Texte à lire

+++++

Macron, un président « jupitérien » plutôt que « normal »
Macron, un président « jupitérien » plutôt que « normal »
Par Cédric Pietralunga
Dans un entretien fleuve publié dimanche par le site du magazine « Challenges », l’ancien ministre de l’économie dresse un cruel réquisitoire contre la présidence incarnée par François Hollande.
Emmanuel Macron à Strasbourg, le mardi 4 octobre 2016. | JEAN CLAUDE COUTAUSSE / FRENCHPOLITICS POUR LE MONDE
Pas sûr que François Hollande avait besoin de cela en ce moment. Dans un entretien fleuve publié dimanche 16 octobre par le site du magazine Challenges, Emmanuel Macron dresse un cruel réquisitoire contre la présidence incarnée par son ancien mentor, qu’il a accompagné durant plus de quatre ans, d’abord à l’Elysée comme secrétaire général adjoint, puis comme ministre de l’économie.

+++++

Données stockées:
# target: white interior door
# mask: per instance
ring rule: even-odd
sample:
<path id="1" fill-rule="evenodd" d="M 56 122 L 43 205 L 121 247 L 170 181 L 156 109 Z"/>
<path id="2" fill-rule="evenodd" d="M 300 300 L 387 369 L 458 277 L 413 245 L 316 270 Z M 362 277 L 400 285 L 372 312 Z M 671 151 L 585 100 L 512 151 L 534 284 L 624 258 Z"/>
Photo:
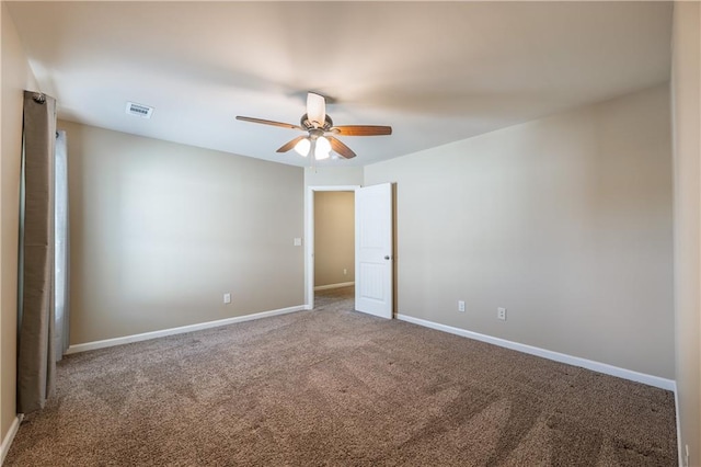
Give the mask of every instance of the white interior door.
<path id="1" fill-rule="evenodd" d="M 355 308 L 392 318 L 392 185 L 355 191 Z"/>

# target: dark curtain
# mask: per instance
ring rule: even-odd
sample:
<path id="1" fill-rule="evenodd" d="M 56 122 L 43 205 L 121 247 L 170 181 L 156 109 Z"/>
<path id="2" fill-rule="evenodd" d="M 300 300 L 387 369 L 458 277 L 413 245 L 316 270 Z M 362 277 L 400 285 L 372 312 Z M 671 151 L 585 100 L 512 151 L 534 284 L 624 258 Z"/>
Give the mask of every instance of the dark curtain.
<path id="1" fill-rule="evenodd" d="M 18 410 L 44 408 L 54 389 L 56 101 L 24 92 L 24 215 L 19 312 Z"/>

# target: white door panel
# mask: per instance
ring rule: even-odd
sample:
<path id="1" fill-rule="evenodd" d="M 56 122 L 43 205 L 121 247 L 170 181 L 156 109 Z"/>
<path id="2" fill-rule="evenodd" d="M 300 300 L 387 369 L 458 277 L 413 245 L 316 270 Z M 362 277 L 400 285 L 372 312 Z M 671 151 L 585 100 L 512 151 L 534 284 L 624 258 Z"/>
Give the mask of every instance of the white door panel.
<path id="1" fill-rule="evenodd" d="M 392 318 L 392 185 L 356 190 L 355 216 L 355 307 Z"/>

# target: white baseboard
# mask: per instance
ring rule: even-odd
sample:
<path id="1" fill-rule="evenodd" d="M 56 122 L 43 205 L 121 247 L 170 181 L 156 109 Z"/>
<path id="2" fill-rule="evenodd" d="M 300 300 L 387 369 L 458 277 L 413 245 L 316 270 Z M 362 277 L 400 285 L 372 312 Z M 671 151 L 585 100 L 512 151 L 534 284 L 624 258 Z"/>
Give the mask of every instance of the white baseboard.
<path id="1" fill-rule="evenodd" d="M 329 291 L 331 288 L 350 287 L 352 285 L 355 285 L 355 282 L 340 282 L 337 284 L 318 285 L 318 286 L 314 287 L 314 292 L 317 292 L 317 291 Z"/>
<path id="2" fill-rule="evenodd" d="M 675 390 L 674 379 L 660 378 L 658 376 L 646 375 L 644 373 L 633 372 L 632 369 L 619 368 L 618 366 L 609 365 L 606 363 L 595 362 L 587 358 L 581 358 L 578 356 L 572 356 L 564 353 L 553 352 L 545 349 L 536 348 L 532 345 L 521 344 L 518 342 L 507 341 L 505 339 L 493 338 L 486 334 L 480 334 L 479 332 L 468 331 L 467 329 L 453 328 L 452 326 L 440 324 L 433 321 L 427 321 L 421 318 L 414 318 L 406 315 L 397 315 L 398 319 L 402 321 L 411 322 L 426 328 L 436 329 L 438 331 L 449 332 L 451 334 L 461 335 L 463 338 L 474 339 L 475 341 L 487 342 L 490 344 L 498 345 L 506 349 L 512 349 L 518 352 L 528 353 L 531 355 L 541 356 L 543 358 L 553 360 L 560 363 L 566 363 L 568 365 L 581 366 L 583 368 L 591 369 L 594 372 L 604 373 L 606 375 L 617 376 L 623 379 L 630 379 L 636 383 L 643 383 L 648 386 L 658 387 L 667 390 Z"/>
<path id="3" fill-rule="evenodd" d="M 218 328 L 220 326 L 233 324 L 237 322 L 251 321 L 253 319 L 268 318 L 288 312 L 308 309 L 304 305 L 296 307 L 280 308 L 277 310 L 262 311 L 252 315 L 237 316 L 233 318 L 219 319 L 217 321 L 200 322 L 198 324 L 182 326 L 180 328 L 163 329 L 161 331 L 143 332 L 142 334 L 125 335 L 123 338 L 105 339 L 104 341 L 85 342 L 83 344 L 70 345 L 66 355 L 87 352 L 96 349 L 105 349 L 114 345 L 123 345 L 131 342 L 148 341 L 150 339 L 164 338 L 166 335 L 183 334 L 185 332 L 199 331 L 203 329 Z"/>
<path id="4" fill-rule="evenodd" d="M 0 466 L 4 464 L 4 458 L 10 452 L 10 446 L 14 441 L 14 435 L 18 434 L 18 430 L 20 429 L 20 423 L 22 423 L 22 419 L 24 419 L 24 414 L 18 414 L 14 420 L 12 420 L 12 424 L 10 425 L 10 430 L 8 434 L 2 438 L 2 447 L 0 448 Z"/>

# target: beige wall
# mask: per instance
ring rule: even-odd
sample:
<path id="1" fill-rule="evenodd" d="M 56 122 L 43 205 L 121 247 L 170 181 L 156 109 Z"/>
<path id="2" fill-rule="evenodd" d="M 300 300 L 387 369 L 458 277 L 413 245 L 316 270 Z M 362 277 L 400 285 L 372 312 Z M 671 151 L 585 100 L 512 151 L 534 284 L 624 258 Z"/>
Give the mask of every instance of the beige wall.
<path id="1" fill-rule="evenodd" d="M 397 182 L 398 311 L 674 378 L 669 126 L 659 86 L 366 167 Z"/>
<path id="2" fill-rule="evenodd" d="M 355 193 L 314 192 L 314 286 L 354 281 Z"/>
<path id="3" fill-rule="evenodd" d="M 0 158 L 0 440 L 16 415 L 16 314 L 23 91 L 38 90 L 12 19 L 2 2 L 2 133 Z"/>
<path id="4" fill-rule="evenodd" d="M 303 305 L 300 168 L 59 128 L 69 149 L 72 344 Z"/>
<path id="5" fill-rule="evenodd" d="M 673 34 L 675 305 L 680 445 L 701 464 L 701 8 L 676 2 Z M 683 460 L 683 458 L 682 458 Z"/>
<path id="6" fill-rule="evenodd" d="M 304 186 L 361 185 L 361 167 L 322 167 L 304 169 Z"/>

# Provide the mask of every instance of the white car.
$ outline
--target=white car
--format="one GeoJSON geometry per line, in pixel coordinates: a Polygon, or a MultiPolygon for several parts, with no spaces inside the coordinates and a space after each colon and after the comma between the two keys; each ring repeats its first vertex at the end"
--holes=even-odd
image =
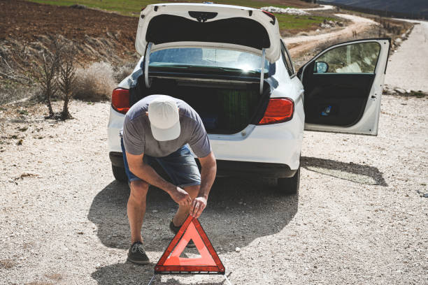
{"type": "Polygon", "coordinates": [[[108,152],[125,180],[119,131],[129,107],[154,94],[201,116],[218,175],[278,179],[299,189],[304,130],[376,136],[390,39],[333,45],[296,73],[276,17],[234,6],[168,3],[141,11],[143,55],[113,92],[108,152]]]}

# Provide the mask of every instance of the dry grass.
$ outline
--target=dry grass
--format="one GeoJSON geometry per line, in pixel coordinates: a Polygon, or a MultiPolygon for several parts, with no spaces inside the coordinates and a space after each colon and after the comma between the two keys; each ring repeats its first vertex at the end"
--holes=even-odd
{"type": "Polygon", "coordinates": [[[16,263],[11,259],[2,259],[0,261],[0,268],[10,269],[15,265],[16,263]]]}
{"type": "Polygon", "coordinates": [[[45,274],[45,276],[49,278],[50,279],[55,281],[62,280],[62,279],[64,278],[62,275],[59,273],[45,274]]]}
{"type": "Polygon", "coordinates": [[[87,68],[77,70],[73,98],[92,102],[108,101],[116,85],[113,66],[95,62],[87,68]]]}
{"type": "Polygon", "coordinates": [[[129,75],[132,73],[134,68],[135,68],[136,63],[135,62],[127,62],[125,64],[120,66],[117,71],[115,73],[115,79],[118,82],[121,82],[126,78],[129,75]]]}

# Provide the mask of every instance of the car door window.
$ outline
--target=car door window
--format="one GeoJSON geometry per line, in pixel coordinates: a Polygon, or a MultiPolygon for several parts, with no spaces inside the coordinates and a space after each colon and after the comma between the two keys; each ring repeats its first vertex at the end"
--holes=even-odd
{"type": "Polygon", "coordinates": [[[293,68],[293,64],[292,63],[291,59],[290,58],[290,55],[285,48],[285,45],[281,41],[281,52],[283,54],[283,61],[284,61],[284,64],[287,68],[287,71],[288,71],[288,75],[292,77],[294,75],[294,68],[293,68]]]}
{"type": "Polygon", "coordinates": [[[317,58],[314,73],[374,73],[380,45],[359,43],[333,48],[317,58]]]}

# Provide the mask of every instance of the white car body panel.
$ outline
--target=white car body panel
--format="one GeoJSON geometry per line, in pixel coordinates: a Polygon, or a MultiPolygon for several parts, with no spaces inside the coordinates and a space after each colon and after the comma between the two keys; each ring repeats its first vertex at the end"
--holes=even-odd
{"type": "MultiPolygon", "coordinates": [[[[305,130],[329,131],[335,133],[356,133],[371,136],[378,135],[379,115],[380,113],[380,99],[382,98],[382,90],[383,88],[383,82],[385,81],[385,66],[388,59],[390,42],[387,40],[361,40],[352,41],[352,43],[369,42],[379,43],[380,44],[380,52],[375,71],[375,79],[373,80],[373,85],[371,87],[370,94],[369,95],[369,99],[367,100],[364,113],[361,119],[355,125],[349,127],[306,124],[305,130]]],[[[342,45],[346,45],[348,44],[349,43],[343,43],[338,45],[333,45],[324,50],[322,52],[320,53],[318,55],[317,55],[305,65],[305,66],[304,67],[304,68],[306,67],[306,66],[307,66],[314,60],[316,60],[317,58],[318,58],[325,52],[335,48],[342,45]]]]}
{"type": "MultiPolygon", "coordinates": [[[[276,34],[276,31],[278,31],[278,21],[276,21],[273,28],[269,27],[269,25],[272,27],[273,25],[269,21],[269,17],[259,10],[213,4],[150,5],[141,12],[141,15],[144,15],[144,18],[140,18],[138,23],[136,40],[136,47],[138,52],[144,54],[145,46],[148,43],[145,42],[145,35],[147,26],[151,17],[159,15],[159,13],[162,13],[189,18],[188,11],[190,8],[192,10],[218,12],[219,17],[216,17],[215,20],[218,20],[220,17],[249,17],[248,10],[253,10],[253,19],[259,19],[259,22],[271,28],[269,31],[270,33],[272,33],[271,35],[269,34],[269,36],[271,36],[271,43],[277,43],[277,44],[271,44],[271,48],[266,50],[266,58],[273,60],[273,62],[276,64],[275,73],[271,75],[271,78],[272,81],[276,82],[276,85],[273,87],[271,98],[286,97],[292,99],[294,103],[292,119],[288,122],[263,126],[250,124],[241,132],[231,135],[208,134],[211,147],[217,159],[281,163],[287,165],[291,170],[295,170],[299,167],[304,129],[371,135],[376,135],[377,133],[380,96],[385,77],[383,68],[385,68],[386,61],[387,60],[389,50],[389,43],[387,43],[387,40],[376,41],[381,44],[382,48],[376,70],[376,75],[374,83],[362,119],[355,125],[348,128],[305,124],[304,86],[301,80],[295,75],[290,78],[284,64],[279,34],[276,34]],[[155,12],[155,6],[158,7],[157,12],[155,12]],[[372,98],[372,96],[374,98],[372,98]]],[[[375,40],[362,40],[361,42],[373,41],[375,40]]],[[[319,55],[322,54],[331,48],[346,44],[343,43],[331,47],[319,55]]],[[[201,45],[201,43],[175,42],[158,45],[158,46],[153,45],[151,50],[155,51],[164,48],[183,47],[215,47],[216,48],[222,48],[241,50],[255,53],[259,55],[262,54],[260,50],[250,50],[251,48],[248,47],[241,45],[231,46],[230,45],[222,45],[222,44],[218,43],[204,43],[204,45],[201,45]]],[[[310,61],[308,64],[315,60],[316,58],[317,57],[310,61]]],[[[143,61],[143,57],[141,57],[137,64],[133,73],[123,80],[118,85],[118,87],[131,89],[136,85],[137,79],[143,75],[143,71],[141,69],[143,61]]],[[[122,127],[124,116],[124,115],[115,111],[113,108],[110,108],[108,125],[108,151],[110,152],[122,152],[119,132],[122,127]]]]}
{"type": "MultiPolygon", "coordinates": [[[[214,22],[219,20],[229,19],[233,17],[242,17],[255,20],[261,24],[269,37],[271,46],[266,49],[266,58],[271,63],[275,62],[280,57],[280,47],[275,43],[278,43],[280,39],[279,26],[278,21],[272,24],[272,20],[262,10],[241,7],[236,6],[220,5],[220,4],[204,4],[204,3],[161,3],[148,5],[140,14],[140,20],[137,29],[135,47],[137,52],[143,55],[147,44],[146,34],[150,20],[159,15],[171,15],[183,17],[197,22],[197,20],[190,17],[189,11],[196,12],[214,12],[217,13],[217,15],[213,19],[208,19],[206,22],[214,22]],[[251,12],[251,15],[250,15],[251,12]]],[[[169,23],[173,24],[173,23],[169,23]]],[[[163,50],[165,48],[223,48],[227,50],[238,50],[241,52],[250,52],[262,56],[262,50],[255,49],[245,45],[234,45],[222,43],[209,43],[209,42],[179,42],[174,41],[159,45],[153,45],[151,52],[163,50]]]]}
{"type": "MultiPolygon", "coordinates": [[[[280,58],[273,76],[281,85],[273,90],[271,98],[287,97],[292,99],[294,102],[293,118],[284,123],[271,125],[250,124],[232,135],[208,134],[217,159],[282,163],[289,166],[292,170],[299,168],[305,119],[301,92],[303,85],[297,77],[290,79],[282,63],[280,58]]],[[[122,80],[118,87],[129,88],[141,74],[141,68],[136,68],[133,74],[122,80]]],[[[108,125],[109,152],[122,152],[119,131],[124,119],[124,115],[110,108],[108,125]]]]}

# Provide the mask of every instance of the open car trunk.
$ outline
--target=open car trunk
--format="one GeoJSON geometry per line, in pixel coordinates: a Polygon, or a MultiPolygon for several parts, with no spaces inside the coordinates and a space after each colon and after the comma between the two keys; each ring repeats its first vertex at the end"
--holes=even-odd
{"type": "Polygon", "coordinates": [[[202,119],[208,133],[232,134],[249,124],[257,124],[270,96],[265,80],[260,94],[259,83],[199,82],[153,78],[150,88],[140,76],[130,91],[130,105],[152,94],[169,95],[192,106],[202,119]]]}

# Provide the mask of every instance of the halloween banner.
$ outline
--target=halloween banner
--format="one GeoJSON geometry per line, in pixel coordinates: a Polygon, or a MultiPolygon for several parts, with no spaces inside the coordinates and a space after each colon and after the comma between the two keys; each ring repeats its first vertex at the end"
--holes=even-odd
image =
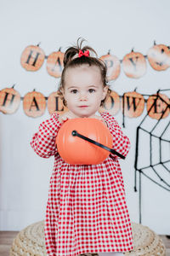
{"type": "MultiPolygon", "coordinates": [[[[68,111],[58,91],[52,92],[47,97],[34,90],[31,92],[27,92],[24,97],[20,97],[20,93],[14,87],[14,85],[12,88],[4,88],[0,91],[0,112],[3,113],[12,114],[15,113],[21,100],[23,101],[25,113],[32,118],[42,116],[46,108],[48,108],[50,114],[52,113],[60,114],[68,111]]],[[[99,112],[107,111],[110,114],[116,115],[119,111],[122,111],[123,116],[137,118],[142,114],[145,102],[150,118],[159,119],[160,118],[166,118],[169,114],[170,100],[160,90],[154,95],[148,96],[147,100],[142,94],[135,90],[125,92],[123,96],[119,96],[116,91],[111,90],[104,106],[99,108],[99,112]]]]}
{"type": "MultiPolygon", "coordinates": [[[[170,49],[165,44],[156,44],[149,49],[147,55],[135,52],[133,49],[127,54],[122,60],[119,60],[116,55],[110,54],[100,57],[107,66],[108,81],[116,80],[120,74],[121,68],[124,73],[131,79],[139,79],[146,73],[146,59],[152,68],[156,71],[163,71],[170,67],[170,49]],[[122,63],[122,67],[121,67],[122,63]]],[[[21,54],[20,64],[26,71],[37,71],[47,59],[47,72],[54,78],[61,76],[64,68],[64,53],[60,51],[52,52],[48,56],[37,45],[27,46],[21,54]]]]}

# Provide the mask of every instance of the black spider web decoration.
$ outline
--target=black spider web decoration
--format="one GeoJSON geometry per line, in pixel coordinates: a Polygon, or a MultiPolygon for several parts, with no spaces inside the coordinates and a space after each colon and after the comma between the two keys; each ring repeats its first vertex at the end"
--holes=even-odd
{"type": "Polygon", "coordinates": [[[137,127],[134,191],[137,191],[137,172],[139,172],[140,224],[142,175],[156,185],[170,191],[170,114],[162,118],[167,108],[170,109],[170,104],[167,104],[159,95],[162,90],[170,91],[170,89],[157,91],[156,99],[159,97],[166,104],[160,119],[157,120],[149,116],[152,108],[155,108],[154,102],[137,127]]]}

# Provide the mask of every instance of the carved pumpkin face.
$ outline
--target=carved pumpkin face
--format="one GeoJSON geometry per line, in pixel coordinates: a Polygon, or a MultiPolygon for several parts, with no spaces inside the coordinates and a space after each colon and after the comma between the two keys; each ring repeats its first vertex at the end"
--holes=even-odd
{"type": "Polygon", "coordinates": [[[92,140],[112,148],[111,134],[102,121],[90,118],[68,119],[61,125],[56,137],[58,152],[66,163],[98,165],[109,156],[109,151],[80,137],[73,137],[71,132],[74,130],[92,140]]]}
{"type": "Polygon", "coordinates": [[[42,116],[45,108],[46,100],[42,93],[32,91],[24,96],[23,109],[26,115],[34,118],[42,116]]]}
{"type": "Polygon", "coordinates": [[[144,96],[136,92],[129,91],[124,94],[124,110],[123,110],[123,97],[122,99],[121,108],[124,115],[129,118],[136,118],[142,114],[144,108],[144,96]]]}
{"type": "Polygon", "coordinates": [[[60,78],[64,68],[64,53],[60,51],[53,52],[47,60],[48,73],[55,78],[60,78]]]}
{"type": "Polygon", "coordinates": [[[145,58],[141,53],[132,51],[124,56],[122,67],[128,78],[139,79],[146,72],[145,58]]]}
{"type": "Polygon", "coordinates": [[[30,45],[25,49],[20,57],[21,66],[27,71],[37,71],[43,64],[45,54],[36,45],[30,45]]]}
{"type": "Polygon", "coordinates": [[[48,98],[48,110],[49,113],[57,113],[59,114],[68,111],[68,108],[64,106],[63,101],[60,97],[57,91],[52,92],[48,98]]]}
{"type": "Polygon", "coordinates": [[[111,91],[109,96],[105,99],[104,107],[100,107],[99,109],[99,113],[107,111],[112,115],[116,114],[120,110],[120,97],[119,95],[111,91]]]}
{"type": "Polygon", "coordinates": [[[170,67],[170,51],[164,44],[156,44],[148,51],[150,65],[157,71],[166,70],[170,67]]]}
{"type": "Polygon", "coordinates": [[[168,108],[168,104],[170,104],[169,98],[166,95],[161,93],[159,93],[158,96],[158,97],[156,94],[150,96],[148,98],[146,104],[149,116],[156,119],[159,119],[163,113],[164,113],[162,118],[166,118],[170,112],[168,108]]]}
{"type": "Polygon", "coordinates": [[[3,113],[14,113],[20,103],[20,93],[14,88],[5,88],[0,91],[0,111],[3,113]]]}
{"type": "Polygon", "coordinates": [[[107,66],[107,79],[108,81],[115,80],[118,78],[121,71],[121,64],[118,58],[110,54],[100,57],[107,66]]]}

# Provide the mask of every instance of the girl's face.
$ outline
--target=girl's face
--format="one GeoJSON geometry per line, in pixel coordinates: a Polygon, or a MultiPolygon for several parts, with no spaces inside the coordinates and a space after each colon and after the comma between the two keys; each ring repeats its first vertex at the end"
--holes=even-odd
{"type": "Polygon", "coordinates": [[[63,94],[67,108],[75,118],[95,114],[107,90],[107,86],[103,86],[100,71],[95,66],[82,65],[65,72],[63,94]]]}

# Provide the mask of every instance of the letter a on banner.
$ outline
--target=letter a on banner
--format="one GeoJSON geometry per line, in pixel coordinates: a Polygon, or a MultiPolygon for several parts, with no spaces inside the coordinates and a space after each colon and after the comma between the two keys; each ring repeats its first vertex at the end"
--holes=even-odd
{"type": "Polygon", "coordinates": [[[42,116],[46,109],[46,99],[41,92],[28,92],[23,100],[23,109],[30,117],[42,116]]]}

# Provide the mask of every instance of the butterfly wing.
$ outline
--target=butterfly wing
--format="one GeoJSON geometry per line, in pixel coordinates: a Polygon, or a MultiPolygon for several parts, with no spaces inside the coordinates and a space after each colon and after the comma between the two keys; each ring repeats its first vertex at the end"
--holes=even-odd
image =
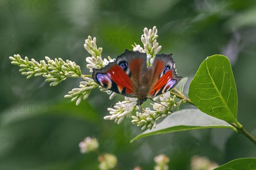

+++++

Tâches à réaliser
- a) D'après l'article sur Emmanuel Macron et François Hollande, sur le site de quel magazine l'entretien a-t-il été publié ?
- b) Rédigez la suite de l'article sur Emmanuel Macron et François Hollande, après sa dernière phrase.
Les données forment un contenu à part, distinct du texte.

Résultats de l'exercice
- a) Sur le site du magazine Challenges.

- b)
« Je ne crois pas au président normal. Les Français n’attendent pas cela. Au contraire, un tel concept les déstabilise, les insécurise », dénonce ainsi M. Macron, fustigeant « une présidence de l’anecdote, de l’événement et de la réaction [qui] banalise la fonction », sorte de critique en creux de tout ce qu’a voulu incarner François Hollande depuis son élection le 6 mai 2012.
Au contraire, la France a besoin d’un chef de l’Etat « jupitérien », estime l’ancien ministre. Ses modèles ? Le général De Gaulle et François Mitterrand, qui avaient selon lui « une capacité à éclairer, une capacité à savoir, une capacité à énoncer un sens et une direction ancrées dans l’histoire du peuple français ». « Le temps de la présidence et des engagements pris ne sauraient se construire en fonction de l’actualité », ajoute M. Macron, dans une allusion à peine voilée à l’habitude hollandienne de n’agir qu’en fonction de l’agenda médiatique.
« Un ministre n’est pas un obligé »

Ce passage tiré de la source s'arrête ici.